## [Aufgabenziel]
Geben Sie aus dem Beschluss zur tschechischen Fahrerlaubnis den Abschnitt wortgetreu wieder, der mit den Worten beginnt, die „Die Beschwerde, bei“ enthalten, und mit „hat keinen Erfolg.“ schließt.

Die Beschwerde, bei deren Prüfung der Verwaltungsgerichtshof gemäß § 146 Abs. 4 Satz 6 VwGO auf die form- und fristgerecht vorgetragenen Gründe beschränkt ist, hat keinen Erfolg.
1. Die Auslegung des Verwaltungsgerichts, wonach der Antrag nach § 123 VwGO in erster Linie auf eine Verpflichtung zur vorläufigen Umschreibung der tschechischen in eine deutsche Fahrerlaubnis zielt und hilfsweise auf eine vorläufige Feststellung, dass die tschechische Fahrerlaubnis inlandsgültig ist, erscheint interessengerecht und ist von der Beschwerde nicht beanstandet worden (vgl. zum Meinungsstand hinsichtlich der vorläufigen Erteilung einer Fahrerlaubnis im Wege der einstweiligen Anordnung Dauer in Hentschel/König/Dauer, Straßenverkehrsrecht, 46. Auflage 2021, § 20 FeV Rn. 6; zur vorläufigen Feststellung BayVGH, B.v. 13.7.2012 – 11 AE 12.1311 – juris Rn. 16). Das Verwaltungsgericht hat zu Recht für beide Begehren den Antrag nach § 123 VwGO als statthaft angesehen (vgl. auch BayVGH, B.v. 13.7.2012 a.a.O. Rn. 17).

## [Einträge des Datensatzes]
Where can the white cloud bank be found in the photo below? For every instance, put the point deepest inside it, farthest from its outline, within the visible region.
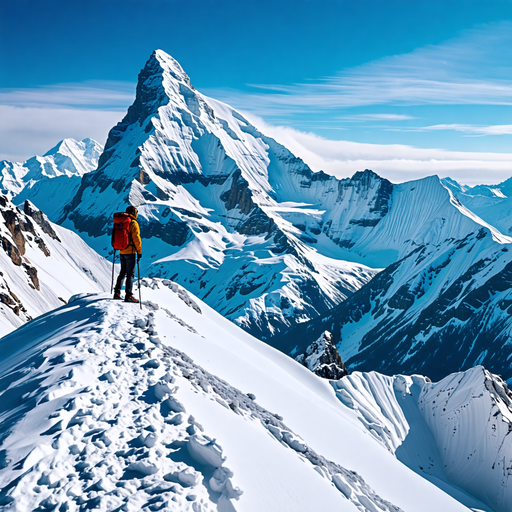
(26, 132)
(396, 162)
(471, 69)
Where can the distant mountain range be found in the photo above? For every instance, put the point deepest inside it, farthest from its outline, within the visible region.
(287, 253)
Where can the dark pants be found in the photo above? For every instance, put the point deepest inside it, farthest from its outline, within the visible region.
(128, 271)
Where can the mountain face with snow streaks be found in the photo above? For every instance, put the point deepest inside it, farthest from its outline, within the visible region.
(438, 310)
(213, 196)
(239, 220)
(52, 180)
(117, 414)
(457, 429)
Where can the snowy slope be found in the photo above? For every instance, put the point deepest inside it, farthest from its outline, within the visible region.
(456, 429)
(493, 203)
(174, 407)
(239, 220)
(42, 265)
(440, 309)
(50, 181)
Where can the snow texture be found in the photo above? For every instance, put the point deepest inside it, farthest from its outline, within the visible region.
(42, 265)
(100, 410)
(457, 429)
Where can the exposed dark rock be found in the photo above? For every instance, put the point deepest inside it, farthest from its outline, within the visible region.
(32, 274)
(239, 195)
(173, 232)
(41, 219)
(150, 95)
(323, 359)
(12, 251)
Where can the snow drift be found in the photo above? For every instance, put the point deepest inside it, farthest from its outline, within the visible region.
(106, 406)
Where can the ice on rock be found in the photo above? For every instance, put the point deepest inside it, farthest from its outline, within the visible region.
(171, 404)
(144, 468)
(205, 451)
(342, 485)
(187, 477)
(221, 482)
(294, 441)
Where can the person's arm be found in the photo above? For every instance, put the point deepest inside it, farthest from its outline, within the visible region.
(135, 231)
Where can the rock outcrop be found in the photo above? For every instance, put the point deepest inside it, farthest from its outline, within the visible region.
(323, 359)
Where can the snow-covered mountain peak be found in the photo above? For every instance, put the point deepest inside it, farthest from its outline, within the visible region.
(69, 158)
(169, 66)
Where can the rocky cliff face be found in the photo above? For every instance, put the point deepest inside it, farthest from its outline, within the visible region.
(39, 267)
(323, 359)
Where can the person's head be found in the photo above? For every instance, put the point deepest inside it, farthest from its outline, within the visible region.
(132, 211)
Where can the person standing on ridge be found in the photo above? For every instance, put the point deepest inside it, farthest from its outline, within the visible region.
(127, 227)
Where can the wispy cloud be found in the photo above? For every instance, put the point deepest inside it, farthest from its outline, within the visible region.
(473, 69)
(88, 95)
(26, 132)
(395, 162)
(470, 129)
(33, 120)
(376, 117)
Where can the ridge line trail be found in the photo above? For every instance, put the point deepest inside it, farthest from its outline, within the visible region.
(111, 434)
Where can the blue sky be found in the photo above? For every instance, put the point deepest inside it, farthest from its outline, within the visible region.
(333, 77)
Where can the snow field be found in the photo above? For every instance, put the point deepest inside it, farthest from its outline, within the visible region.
(306, 402)
(104, 427)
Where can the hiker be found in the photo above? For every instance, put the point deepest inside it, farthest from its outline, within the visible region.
(127, 226)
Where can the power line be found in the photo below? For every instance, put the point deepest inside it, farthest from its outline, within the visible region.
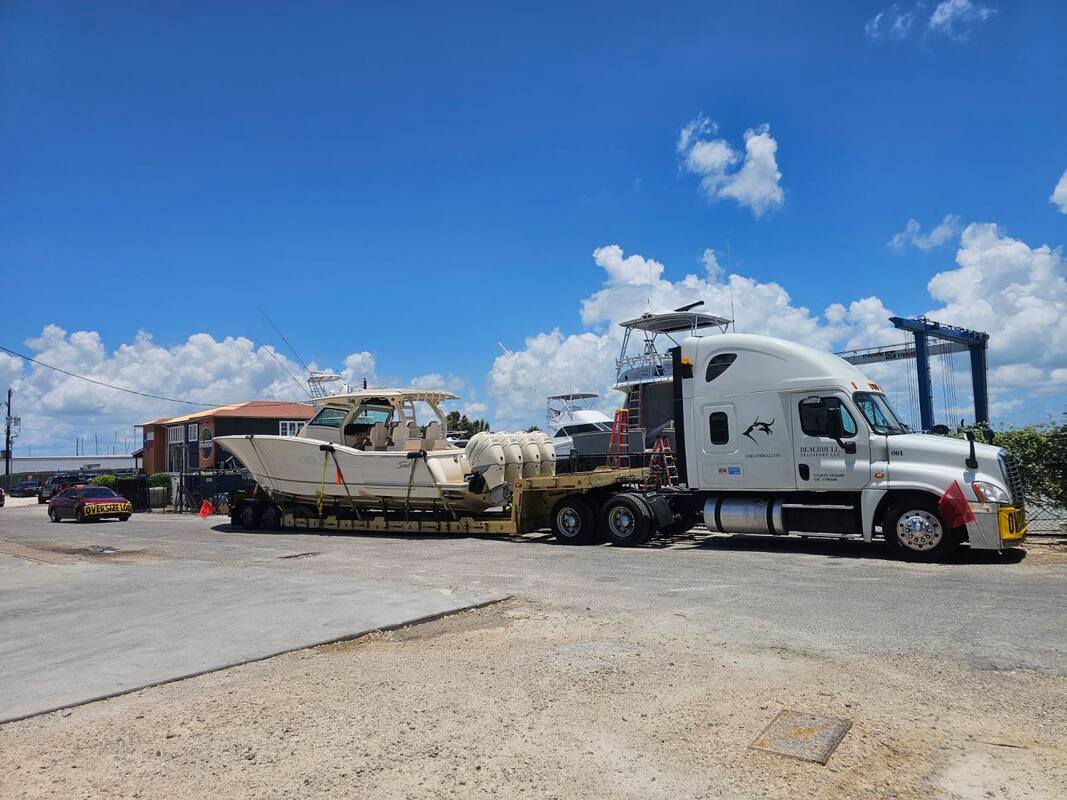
(126, 388)
(107, 385)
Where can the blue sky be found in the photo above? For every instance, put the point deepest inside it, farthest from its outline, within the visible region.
(421, 182)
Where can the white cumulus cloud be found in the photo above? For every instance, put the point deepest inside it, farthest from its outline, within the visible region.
(1000, 285)
(912, 234)
(755, 184)
(957, 17)
(952, 18)
(1058, 196)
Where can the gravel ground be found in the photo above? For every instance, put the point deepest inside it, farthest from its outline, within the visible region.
(602, 689)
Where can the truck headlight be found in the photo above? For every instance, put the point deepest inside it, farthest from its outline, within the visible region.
(990, 493)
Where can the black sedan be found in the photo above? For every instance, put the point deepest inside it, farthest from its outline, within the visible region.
(25, 489)
(88, 504)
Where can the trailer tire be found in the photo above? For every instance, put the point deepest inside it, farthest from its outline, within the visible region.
(573, 521)
(248, 515)
(627, 521)
(270, 517)
(914, 530)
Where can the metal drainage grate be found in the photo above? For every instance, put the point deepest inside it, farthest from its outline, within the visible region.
(805, 736)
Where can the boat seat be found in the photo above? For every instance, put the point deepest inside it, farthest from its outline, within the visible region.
(402, 433)
(379, 436)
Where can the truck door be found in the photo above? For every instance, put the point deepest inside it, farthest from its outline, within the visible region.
(824, 463)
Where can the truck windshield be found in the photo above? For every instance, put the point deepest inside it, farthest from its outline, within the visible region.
(879, 415)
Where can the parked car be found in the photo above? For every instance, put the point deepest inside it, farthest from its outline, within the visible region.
(57, 483)
(86, 504)
(25, 489)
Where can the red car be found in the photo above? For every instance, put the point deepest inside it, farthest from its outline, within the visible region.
(85, 504)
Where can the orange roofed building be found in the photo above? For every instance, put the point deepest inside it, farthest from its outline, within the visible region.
(184, 444)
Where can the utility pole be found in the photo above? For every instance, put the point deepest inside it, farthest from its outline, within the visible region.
(6, 441)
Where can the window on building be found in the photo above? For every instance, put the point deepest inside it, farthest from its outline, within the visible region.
(813, 417)
(718, 425)
(718, 365)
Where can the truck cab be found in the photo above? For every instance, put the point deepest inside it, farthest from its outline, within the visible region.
(780, 437)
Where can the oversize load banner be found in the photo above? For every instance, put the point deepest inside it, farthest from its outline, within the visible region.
(108, 508)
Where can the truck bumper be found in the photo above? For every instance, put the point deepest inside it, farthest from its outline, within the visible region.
(996, 527)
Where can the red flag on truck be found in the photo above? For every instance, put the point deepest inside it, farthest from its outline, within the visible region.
(954, 508)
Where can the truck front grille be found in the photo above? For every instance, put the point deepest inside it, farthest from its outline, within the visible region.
(1013, 474)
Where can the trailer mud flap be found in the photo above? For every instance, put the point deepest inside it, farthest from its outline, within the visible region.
(661, 509)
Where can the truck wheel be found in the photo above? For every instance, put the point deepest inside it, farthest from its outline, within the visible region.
(249, 515)
(627, 521)
(914, 531)
(573, 521)
(270, 517)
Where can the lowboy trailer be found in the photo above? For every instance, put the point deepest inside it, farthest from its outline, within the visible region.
(573, 506)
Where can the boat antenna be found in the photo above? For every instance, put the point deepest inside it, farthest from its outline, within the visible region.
(270, 351)
(291, 349)
(733, 317)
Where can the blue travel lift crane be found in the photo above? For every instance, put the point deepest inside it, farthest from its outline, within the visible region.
(952, 339)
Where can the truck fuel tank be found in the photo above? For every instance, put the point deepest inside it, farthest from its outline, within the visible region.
(745, 515)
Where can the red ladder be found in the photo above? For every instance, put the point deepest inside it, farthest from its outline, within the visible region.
(663, 468)
(618, 446)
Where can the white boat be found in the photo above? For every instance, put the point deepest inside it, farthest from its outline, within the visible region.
(577, 425)
(367, 448)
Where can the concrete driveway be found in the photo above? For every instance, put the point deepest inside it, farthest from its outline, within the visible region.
(84, 622)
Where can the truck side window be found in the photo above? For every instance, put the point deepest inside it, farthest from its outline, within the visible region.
(813, 420)
(719, 427)
(718, 365)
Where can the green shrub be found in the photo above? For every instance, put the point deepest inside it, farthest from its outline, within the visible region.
(1042, 449)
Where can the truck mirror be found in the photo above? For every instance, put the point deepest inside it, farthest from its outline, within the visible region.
(834, 429)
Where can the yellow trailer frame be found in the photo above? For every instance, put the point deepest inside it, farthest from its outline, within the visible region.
(531, 504)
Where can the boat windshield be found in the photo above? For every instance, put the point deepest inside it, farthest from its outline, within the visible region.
(371, 415)
(879, 414)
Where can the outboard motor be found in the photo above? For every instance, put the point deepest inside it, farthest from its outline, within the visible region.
(486, 458)
(512, 457)
(531, 454)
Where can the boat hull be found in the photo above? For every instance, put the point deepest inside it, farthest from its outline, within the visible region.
(301, 468)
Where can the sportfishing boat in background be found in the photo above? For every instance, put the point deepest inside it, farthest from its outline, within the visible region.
(367, 447)
(576, 425)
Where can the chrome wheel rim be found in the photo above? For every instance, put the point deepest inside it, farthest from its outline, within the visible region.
(919, 530)
(621, 522)
(569, 522)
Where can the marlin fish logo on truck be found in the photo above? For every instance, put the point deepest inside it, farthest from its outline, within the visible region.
(759, 427)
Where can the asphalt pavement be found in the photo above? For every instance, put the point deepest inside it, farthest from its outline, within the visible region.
(85, 613)
(987, 611)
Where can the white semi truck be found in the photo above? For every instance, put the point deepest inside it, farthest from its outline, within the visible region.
(771, 437)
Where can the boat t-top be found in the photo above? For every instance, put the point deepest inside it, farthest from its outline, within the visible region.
(369, 447)
(643, 367)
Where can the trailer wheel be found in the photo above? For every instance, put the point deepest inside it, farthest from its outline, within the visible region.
(627, 521)
(249, 515)
(914, 531)
(270, 517)
(573, 521)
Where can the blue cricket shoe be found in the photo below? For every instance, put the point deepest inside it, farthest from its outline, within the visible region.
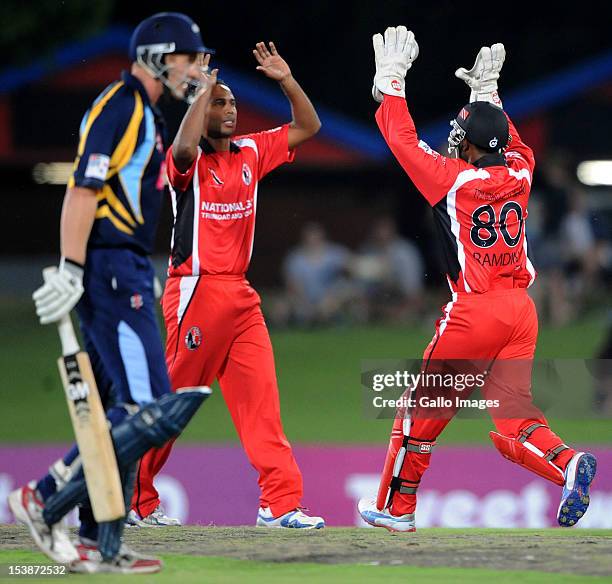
(575, 499)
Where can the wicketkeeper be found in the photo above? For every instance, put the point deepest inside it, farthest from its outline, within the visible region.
(479, 200)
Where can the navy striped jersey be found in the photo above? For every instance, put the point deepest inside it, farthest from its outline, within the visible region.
(121, 157)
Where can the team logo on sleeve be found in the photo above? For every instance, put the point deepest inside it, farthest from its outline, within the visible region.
(247, 175)
(216, 180)
(97, 166)
(193, 338)
(136, 301)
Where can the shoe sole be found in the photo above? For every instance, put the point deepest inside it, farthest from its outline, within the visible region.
(21, 515)
(317, 526)
(574, 506)
(387, 527)
(89, 567)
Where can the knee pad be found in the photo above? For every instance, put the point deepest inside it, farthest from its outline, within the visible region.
(155, 424)
(395, 478)
(520, 451)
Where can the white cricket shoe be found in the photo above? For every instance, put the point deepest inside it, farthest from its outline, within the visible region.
(295, 519)
(157, 518)
(370, 514)
(53, 541)
(127, 561)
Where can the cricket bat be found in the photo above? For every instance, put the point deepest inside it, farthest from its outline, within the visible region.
(91, 427)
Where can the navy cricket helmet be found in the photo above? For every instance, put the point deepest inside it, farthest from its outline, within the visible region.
(166, 32)
(483, 124)
(163, 34)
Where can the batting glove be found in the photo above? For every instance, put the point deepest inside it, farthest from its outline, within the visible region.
(393, 56)
(60, 293)
(482, 77)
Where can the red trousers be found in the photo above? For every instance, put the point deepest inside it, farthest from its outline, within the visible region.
(216, 330)
(499, 327)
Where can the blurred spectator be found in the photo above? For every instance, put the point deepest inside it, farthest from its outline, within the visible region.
(316, 279)
(603, 374)
(580, 250)
(390, 271)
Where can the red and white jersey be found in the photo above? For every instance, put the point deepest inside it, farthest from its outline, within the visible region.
(480, 209)
(215, 203)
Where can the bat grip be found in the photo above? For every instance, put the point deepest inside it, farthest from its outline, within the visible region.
(70, 345)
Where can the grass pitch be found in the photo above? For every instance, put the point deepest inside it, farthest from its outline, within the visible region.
(250, 555)
(319, 378)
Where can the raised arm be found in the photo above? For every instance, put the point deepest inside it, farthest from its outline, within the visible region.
(305, 122)
(482, 80)
(432, 174)
(185, 145)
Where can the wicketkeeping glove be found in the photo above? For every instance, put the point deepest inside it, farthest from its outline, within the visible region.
(482, 77)
(393, 56)
(60, 293)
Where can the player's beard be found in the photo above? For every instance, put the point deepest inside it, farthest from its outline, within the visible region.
(217, 133)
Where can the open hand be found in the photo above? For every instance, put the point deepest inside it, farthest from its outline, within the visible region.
(270, 62)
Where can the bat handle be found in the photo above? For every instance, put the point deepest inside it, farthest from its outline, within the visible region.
(70, 344)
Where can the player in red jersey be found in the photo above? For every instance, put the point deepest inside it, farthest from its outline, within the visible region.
(216, 329)
(479, 200)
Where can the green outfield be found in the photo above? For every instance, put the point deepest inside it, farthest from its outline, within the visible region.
(345, 555)
(319, 374)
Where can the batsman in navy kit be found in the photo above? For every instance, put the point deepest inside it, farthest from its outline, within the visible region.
(109, 219)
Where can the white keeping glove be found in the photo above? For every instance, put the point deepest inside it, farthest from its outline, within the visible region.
(61, 291)
(393, 56)
(482, 77)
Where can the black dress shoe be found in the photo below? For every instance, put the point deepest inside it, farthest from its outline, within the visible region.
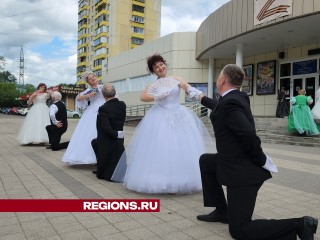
(214, 216)
(310, 225)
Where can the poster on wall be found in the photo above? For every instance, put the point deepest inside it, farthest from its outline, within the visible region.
(248, 79)
(203, 87)
(267, 10)
(266, 72)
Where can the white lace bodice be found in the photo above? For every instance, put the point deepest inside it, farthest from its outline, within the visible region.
(172, 100)
(95, 101)
(40, 98)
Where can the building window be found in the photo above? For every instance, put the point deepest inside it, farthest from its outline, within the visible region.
(101, 30)
(81, 41)
(101, 18)
(285, 69)
(137, 41)
(138, 30)
(99, 40)
(137, 8)
(82, 50)
(82, 31)
(98, 62)
(98, 73)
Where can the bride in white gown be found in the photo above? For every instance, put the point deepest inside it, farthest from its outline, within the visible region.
(33, 129)
(163, 154)
(316, 109)
(79, 150)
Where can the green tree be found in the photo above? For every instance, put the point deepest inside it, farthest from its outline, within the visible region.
(8, 94)
(29, 88)
(7, 76)
(2, 63)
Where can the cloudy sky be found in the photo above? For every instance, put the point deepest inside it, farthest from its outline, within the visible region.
(47, 30)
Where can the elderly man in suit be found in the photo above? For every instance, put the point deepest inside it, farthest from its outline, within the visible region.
(241, 165)
(108, 146)
(59, 123)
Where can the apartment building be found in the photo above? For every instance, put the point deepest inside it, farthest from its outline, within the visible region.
(109, 27)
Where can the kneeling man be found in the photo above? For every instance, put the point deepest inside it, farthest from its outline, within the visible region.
(109, 144)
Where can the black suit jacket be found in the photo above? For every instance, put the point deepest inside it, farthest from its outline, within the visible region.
(107, 146)
(239, 148)
(110, 120)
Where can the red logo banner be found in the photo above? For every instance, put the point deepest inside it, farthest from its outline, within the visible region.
(79, 205)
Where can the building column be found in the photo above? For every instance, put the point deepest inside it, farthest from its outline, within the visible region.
(210, 77)
(239, 55)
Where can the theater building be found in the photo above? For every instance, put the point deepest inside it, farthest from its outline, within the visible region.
(277, 43)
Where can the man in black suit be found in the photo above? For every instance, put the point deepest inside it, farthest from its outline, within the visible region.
(242, 167)
(108, 146)
(59, 123)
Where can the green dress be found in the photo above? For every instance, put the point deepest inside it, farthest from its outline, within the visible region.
(300, 118)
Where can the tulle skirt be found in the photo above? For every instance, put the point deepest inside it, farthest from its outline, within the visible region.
(33, 129)
(79, 150)
(163, 155)
(316, 111)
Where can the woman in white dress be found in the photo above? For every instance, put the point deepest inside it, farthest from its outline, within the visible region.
(163, 154)
(33, 130)
(79, 150)
(316, 109)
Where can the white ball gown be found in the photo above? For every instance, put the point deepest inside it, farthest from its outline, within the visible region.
(79, 150)
(33, 129)
(163, 154)
(316, 108)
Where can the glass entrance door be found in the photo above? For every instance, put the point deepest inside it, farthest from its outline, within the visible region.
(306, 83)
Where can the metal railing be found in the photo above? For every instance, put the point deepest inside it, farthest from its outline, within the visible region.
(138, 111)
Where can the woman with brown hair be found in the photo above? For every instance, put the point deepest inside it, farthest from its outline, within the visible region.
(79, 150)
(163, 155)
(33, 130)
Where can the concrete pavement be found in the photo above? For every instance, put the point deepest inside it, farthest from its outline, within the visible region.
(33, 172)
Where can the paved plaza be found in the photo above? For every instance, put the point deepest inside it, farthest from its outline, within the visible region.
(34, 172)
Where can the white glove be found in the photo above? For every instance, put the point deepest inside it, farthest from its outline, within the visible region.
(161, 96)
(193, 93)
(269, 165)
(120, 134)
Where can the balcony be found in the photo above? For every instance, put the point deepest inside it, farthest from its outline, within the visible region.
(96, 68)
(82, 45)
(100, 45)
(84, 35)
(82, 26)
(85, 7)
(140, 14)
(102, 55)
(137, 35)
(103, 34)
(100, 13)
(102, 23)
(101, 3)
(82, 64)
(139, 3)
(82, 54)
(136, 24)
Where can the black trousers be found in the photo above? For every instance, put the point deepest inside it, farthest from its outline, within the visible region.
(54, 134)
(240, 205)
(107, 157)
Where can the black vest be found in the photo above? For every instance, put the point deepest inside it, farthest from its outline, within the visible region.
(61, 115)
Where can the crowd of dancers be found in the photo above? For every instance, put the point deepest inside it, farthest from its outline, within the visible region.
(170, 142)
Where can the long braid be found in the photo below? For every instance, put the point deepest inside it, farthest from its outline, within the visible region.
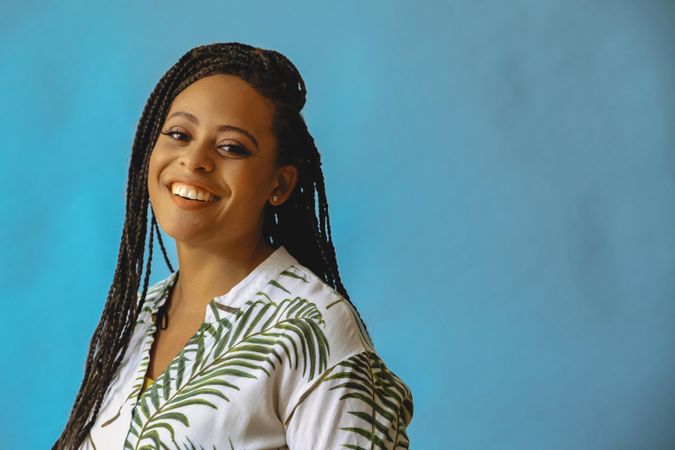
(289, 224)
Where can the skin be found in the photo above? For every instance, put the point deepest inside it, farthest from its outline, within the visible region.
(219, 245)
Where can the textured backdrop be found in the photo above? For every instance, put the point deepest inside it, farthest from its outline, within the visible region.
(500, 175)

## [Schriftliche Antwort]
Die Beschwerde, bei deren Prüfung der Verwaltungsgerichtshof gemäß § 146 Abs. 4 Satz 6 VwGO auf die form- und fristgerecht vorgetragenen Gründe beschränkt ist, hat keinen Erfolg.